#### [Seçilen Metin]
Hukuk, din ve ahlak
Leman adlı mizah dergisinde yayımlanan bir karikatürde bombalanan bir şehrin üzerinde Muhammed ve Musa adlı iki hayalî kişinin görüntüsünün yer alması sonrasında yaşanan müessif olaylar malum. Adı geçen derginin karikatürde İslam peygamberini resmetmek suretiyle ‘’toplumun dinî değerleri’’ni aşağıladığı iddia edilerek sorumluları ve çizerleri hakkında ceza soruşturması başlatıldı ve derginin toplatılmasına karar verildi.
Bu arada dergiden yapılan açıklamada karikatürün aslında İsrail tarafından öldürülen ve Muhammed adıyla sembolize edilen bir Müslümanın şahsında mazlum Müslümanlara yönelik İsrail saldırganlığını eleştirdiği ve bunun dini değerleri aşağılamakla hiçbir ilgisinin olmadığı belirtildi. Ne var ki, bu açıklama başta Anadolu Ajansı olmak üzere sorumsuz ve kışkırtıcı yayın yapan iktidar medyasını, dinci fanatikleri ve onları galeyana getirecek açıklamalar yapmaktan kaçınmayan AKP’li ve MHP’li politikacıları teskin etmedi.
Böylece provoke edilmiş, organize bir dinci kalabalık Leman dergisi binası önünde toplanarak ‘’Yaşasın Şeriat’’ sloganları altında tehditler savurdular. Bu arada, kendilerine ‘’Büyük Doğu Akıncıları’’ adı veren gruptan bir kişi ‘’Burası Müslüman Anadolu toprağı. Ya biz gideceğiz ya onlar gidecek. Ya onlar ölecekler ya biz öleceğiz. Biz onurla can vermeye de can almaya da hazırız’’ diye konuştu.

#### [Yönerge]
Leman dergisindeki karikatür üzerine yazılmış metni, son cümlesinin ardından sürdürünüz. Ardından gelen malzeme, metinden bağımsız olarak başka bir kaynaktan alınmıştır.

#### [Malzeme Listesi]
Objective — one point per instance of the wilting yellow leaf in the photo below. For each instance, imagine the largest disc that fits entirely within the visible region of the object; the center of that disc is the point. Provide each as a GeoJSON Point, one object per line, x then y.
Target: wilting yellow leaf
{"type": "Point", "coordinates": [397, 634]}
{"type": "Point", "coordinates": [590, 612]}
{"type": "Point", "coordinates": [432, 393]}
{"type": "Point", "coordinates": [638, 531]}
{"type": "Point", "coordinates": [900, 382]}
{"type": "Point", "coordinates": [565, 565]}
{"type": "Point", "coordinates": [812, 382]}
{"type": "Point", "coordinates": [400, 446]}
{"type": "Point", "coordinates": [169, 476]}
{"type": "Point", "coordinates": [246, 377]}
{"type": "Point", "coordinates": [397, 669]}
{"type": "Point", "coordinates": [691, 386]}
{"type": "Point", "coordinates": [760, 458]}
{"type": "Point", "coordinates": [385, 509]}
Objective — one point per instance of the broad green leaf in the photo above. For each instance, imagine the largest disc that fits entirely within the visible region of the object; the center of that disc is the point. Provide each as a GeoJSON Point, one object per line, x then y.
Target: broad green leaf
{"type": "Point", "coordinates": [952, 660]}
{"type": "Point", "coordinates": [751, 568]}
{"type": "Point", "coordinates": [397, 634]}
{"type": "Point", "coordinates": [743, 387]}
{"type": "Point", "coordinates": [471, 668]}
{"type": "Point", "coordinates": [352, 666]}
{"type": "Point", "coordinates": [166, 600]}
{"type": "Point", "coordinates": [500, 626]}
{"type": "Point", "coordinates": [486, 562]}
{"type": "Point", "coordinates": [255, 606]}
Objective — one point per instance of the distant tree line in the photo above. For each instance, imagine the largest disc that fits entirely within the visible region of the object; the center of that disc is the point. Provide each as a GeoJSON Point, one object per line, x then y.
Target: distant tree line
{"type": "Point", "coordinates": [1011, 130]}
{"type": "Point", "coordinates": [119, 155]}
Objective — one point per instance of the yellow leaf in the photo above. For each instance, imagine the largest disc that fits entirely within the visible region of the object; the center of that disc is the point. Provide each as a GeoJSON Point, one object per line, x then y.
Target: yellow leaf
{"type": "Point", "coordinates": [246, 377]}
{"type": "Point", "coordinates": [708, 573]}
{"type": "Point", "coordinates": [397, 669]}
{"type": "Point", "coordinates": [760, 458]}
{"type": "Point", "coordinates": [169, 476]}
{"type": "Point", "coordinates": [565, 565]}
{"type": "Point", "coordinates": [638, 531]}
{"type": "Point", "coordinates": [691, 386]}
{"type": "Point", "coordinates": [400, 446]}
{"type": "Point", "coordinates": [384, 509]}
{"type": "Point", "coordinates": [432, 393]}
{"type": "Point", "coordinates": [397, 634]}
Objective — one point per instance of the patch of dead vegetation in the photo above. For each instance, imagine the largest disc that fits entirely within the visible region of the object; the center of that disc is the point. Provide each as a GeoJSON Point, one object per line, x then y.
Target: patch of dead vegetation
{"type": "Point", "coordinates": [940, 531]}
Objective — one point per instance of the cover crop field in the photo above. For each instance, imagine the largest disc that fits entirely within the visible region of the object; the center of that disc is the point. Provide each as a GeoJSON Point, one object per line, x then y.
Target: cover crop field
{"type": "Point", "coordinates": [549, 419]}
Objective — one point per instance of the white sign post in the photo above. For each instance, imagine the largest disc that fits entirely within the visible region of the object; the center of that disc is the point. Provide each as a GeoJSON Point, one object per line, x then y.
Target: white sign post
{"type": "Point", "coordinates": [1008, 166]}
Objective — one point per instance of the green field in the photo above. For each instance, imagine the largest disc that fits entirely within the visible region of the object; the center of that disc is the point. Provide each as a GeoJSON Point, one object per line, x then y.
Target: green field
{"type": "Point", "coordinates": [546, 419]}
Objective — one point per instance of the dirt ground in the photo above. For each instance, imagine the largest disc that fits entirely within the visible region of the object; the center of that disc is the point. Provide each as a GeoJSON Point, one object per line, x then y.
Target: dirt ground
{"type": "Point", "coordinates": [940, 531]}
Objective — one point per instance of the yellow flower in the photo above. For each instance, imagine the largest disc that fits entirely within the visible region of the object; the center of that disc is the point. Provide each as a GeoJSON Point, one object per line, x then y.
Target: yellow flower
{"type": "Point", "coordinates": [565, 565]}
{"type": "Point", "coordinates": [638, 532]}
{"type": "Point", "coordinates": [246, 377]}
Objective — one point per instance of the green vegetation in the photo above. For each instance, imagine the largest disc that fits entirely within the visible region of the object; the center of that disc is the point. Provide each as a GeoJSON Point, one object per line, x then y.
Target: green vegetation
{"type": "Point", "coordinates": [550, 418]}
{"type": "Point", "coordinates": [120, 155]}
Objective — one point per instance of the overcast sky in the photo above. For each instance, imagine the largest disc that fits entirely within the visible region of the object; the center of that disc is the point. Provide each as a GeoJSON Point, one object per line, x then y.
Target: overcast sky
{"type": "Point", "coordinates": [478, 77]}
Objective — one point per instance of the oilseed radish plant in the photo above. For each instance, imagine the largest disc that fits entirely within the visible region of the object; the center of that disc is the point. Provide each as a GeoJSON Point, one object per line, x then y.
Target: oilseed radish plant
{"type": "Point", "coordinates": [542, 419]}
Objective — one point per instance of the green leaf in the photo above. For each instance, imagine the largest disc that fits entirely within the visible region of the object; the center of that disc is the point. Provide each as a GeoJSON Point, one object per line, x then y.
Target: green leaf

#### [Yanıt]
Kısaca, sözde protesto ettikleri karikatürü bile anladıkları kuşkulu bir kalabalık, siyasî destekçilerinin de koruması -ve belki de teşviki- altında ‘’bir bardak suda fırtına’’ kopardılar. Sonuçta bu gündem değişikliği siyasî iktidarın işine yaradı. Ama bu durum şaşırtıcı değil, çünkü bu iktidar koalisyonunun özellikle büyük ortağı ‘’dinî değerleri’’ koruma konusunda ne kadar istekli ve atılgan olduğu görüntüsü vermenin kendisine sağladığı politik avantajın bilincinde olduğunu şimdiye kadar birçok defa gösterdi.
Leman dergisine gösterilen aşırı tepkiyi ‘’bir bardak suda fırtına koparmak’’ diye nitelememi haklı gösteren iki neden var. İlk olarak, söz konusu karikatürden, üstelik dergiden yapılan aksi yöndeki açıklamaya rağmen, Müslüman çoğunluğun değerlerine hakaret edildiği sonucunu çıkarmak idrak yeteneksizliğinden değilse ancak kötü niyet eseri olabilir. Belli ki karikatürist, çizdiği resimlere Muhammet ve Musa isimlerini vererek Gazze halkına yapılan zulmün sadece Müslümanları değil aslında Yahudileri de yaralaması gerektiğine dikkat çekmek istemiş. Daha sade bir anlatımla, burada Müslüman Filistinliler ile İsrail’li Yahudileri ortak bir acıda birleştirmeyi amaçlayan bir sembolizm söz konusudur.
İkinci olarak, karikatürdeki Muhammed isimli şahıs bir sembol değil de gerçekten Peygamberin resmi olarak düşünülmüş olsaydı bile, dinciler ile malum siyasilerin buna gösterdikleri tepki aslında ‘’bir bardak suda fırtına koparmaktır; çünkü iddia edilen yasağın dinî naslarda (Kur’an ve Sünnet’te) bir dayanağı olmadığı biliniyor. Yani, İslam peygamberinin resminin çizilmesinin İslama aykırı olduğu yaygın bir yanlış kanaatten........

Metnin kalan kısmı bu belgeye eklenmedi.